-- Start of Supplied data --

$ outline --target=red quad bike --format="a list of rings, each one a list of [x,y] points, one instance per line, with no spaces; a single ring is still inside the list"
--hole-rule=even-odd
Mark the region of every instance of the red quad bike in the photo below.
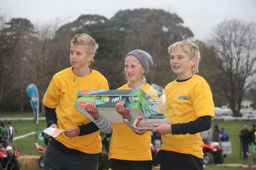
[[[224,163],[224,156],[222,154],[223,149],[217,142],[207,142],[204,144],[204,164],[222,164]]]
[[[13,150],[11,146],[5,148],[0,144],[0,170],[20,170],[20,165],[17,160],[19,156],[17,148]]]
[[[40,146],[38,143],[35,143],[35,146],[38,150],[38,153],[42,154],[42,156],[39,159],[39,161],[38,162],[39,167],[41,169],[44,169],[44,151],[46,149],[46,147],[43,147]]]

-- End of Supplied data --
-- Start of Supplied data --

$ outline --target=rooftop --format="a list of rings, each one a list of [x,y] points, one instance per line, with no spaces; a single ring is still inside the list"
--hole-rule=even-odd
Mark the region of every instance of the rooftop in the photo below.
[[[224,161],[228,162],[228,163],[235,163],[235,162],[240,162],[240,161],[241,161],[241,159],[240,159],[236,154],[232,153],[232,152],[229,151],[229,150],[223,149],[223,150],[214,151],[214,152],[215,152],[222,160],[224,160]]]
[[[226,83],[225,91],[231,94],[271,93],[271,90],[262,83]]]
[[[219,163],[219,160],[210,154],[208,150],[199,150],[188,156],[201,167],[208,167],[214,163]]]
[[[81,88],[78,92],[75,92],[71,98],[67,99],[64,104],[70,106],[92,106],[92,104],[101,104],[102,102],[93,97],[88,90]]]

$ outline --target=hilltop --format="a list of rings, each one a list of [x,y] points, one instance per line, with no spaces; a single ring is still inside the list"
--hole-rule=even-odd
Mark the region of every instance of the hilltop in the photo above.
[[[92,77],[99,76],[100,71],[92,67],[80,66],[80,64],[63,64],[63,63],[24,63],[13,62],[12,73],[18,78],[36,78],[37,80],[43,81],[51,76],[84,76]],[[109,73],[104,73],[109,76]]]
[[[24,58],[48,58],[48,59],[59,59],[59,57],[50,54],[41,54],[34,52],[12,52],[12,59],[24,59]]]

-- End of Supplied data --

**What needs to be done:** Render the entries from the line with "outline --target=red quad" to the line with "Mark the region of every instance of the red" as a numbered list, leaving out any blank lines.

**Exercise result:**
1. $ outline --target=red quad bike --format="a list of rings, each one a list of [x,y] points, one instance per line, with no spaces; a single ring is still inside the list"
2. --hole-rule=even-odd
3. Mark the region of every instance of the red quad bike in the photo below.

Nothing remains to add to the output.